EXERCISE DESCRIPTION => For the entries that follow, say how many lines hold the string "below", with nothing else in the reply.

*** Opening of RECORDS FOR THIS EXERCISE ***

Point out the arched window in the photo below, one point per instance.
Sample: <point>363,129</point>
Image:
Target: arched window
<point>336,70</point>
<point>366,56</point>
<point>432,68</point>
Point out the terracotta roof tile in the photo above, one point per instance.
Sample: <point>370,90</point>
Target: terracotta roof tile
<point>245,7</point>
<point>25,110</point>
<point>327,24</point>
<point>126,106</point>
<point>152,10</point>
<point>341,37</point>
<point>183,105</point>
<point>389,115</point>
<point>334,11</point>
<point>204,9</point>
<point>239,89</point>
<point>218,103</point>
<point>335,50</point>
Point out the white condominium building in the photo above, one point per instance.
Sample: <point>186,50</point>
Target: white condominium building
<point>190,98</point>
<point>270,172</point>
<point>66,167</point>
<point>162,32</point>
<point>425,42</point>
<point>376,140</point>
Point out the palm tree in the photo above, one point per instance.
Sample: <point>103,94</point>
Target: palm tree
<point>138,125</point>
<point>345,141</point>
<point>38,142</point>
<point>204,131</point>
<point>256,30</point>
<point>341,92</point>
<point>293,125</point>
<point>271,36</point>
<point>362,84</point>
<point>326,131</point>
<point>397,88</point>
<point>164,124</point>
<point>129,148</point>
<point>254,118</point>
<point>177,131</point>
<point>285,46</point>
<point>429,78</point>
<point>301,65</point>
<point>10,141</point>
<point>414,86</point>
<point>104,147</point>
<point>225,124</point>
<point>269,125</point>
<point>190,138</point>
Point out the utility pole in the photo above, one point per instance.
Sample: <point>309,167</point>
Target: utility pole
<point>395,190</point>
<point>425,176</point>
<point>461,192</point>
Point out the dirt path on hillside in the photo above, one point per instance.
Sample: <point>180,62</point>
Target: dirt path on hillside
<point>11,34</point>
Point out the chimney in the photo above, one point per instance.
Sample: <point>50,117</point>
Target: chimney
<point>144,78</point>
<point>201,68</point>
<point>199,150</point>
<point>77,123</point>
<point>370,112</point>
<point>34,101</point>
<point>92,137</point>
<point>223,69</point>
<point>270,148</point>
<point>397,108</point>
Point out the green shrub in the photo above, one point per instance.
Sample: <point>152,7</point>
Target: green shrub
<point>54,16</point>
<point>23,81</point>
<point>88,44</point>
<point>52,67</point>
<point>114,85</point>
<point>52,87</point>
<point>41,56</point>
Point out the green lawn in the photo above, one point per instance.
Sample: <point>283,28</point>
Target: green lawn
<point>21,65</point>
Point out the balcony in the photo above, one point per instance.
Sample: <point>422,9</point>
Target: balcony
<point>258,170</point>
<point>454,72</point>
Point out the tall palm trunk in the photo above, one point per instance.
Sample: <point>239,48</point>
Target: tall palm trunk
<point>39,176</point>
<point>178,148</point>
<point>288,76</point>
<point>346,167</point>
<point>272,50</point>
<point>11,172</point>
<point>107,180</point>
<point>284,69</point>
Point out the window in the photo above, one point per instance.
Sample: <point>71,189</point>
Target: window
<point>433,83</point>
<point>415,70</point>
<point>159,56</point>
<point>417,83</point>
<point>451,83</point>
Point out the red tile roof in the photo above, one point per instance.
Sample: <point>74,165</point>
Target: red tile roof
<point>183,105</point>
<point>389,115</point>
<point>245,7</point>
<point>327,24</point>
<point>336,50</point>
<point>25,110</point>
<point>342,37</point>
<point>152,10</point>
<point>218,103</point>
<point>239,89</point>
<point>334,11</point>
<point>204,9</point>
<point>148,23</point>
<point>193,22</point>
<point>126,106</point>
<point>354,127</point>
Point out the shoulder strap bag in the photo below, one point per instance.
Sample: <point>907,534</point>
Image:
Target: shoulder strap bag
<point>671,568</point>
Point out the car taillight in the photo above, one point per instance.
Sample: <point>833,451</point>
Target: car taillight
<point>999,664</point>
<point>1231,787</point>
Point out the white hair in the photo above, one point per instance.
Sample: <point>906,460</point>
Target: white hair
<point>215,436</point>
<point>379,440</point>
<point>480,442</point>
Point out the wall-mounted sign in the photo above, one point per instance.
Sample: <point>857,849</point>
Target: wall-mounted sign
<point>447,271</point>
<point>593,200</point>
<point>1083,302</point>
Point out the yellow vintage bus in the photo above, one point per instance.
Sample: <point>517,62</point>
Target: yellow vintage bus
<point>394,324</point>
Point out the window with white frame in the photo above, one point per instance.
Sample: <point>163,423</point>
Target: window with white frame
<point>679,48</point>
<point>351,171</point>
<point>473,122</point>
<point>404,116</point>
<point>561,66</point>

*** Close of RECORDS FOR THIS EXERCISE ***

WRITTEN ANSWER => 2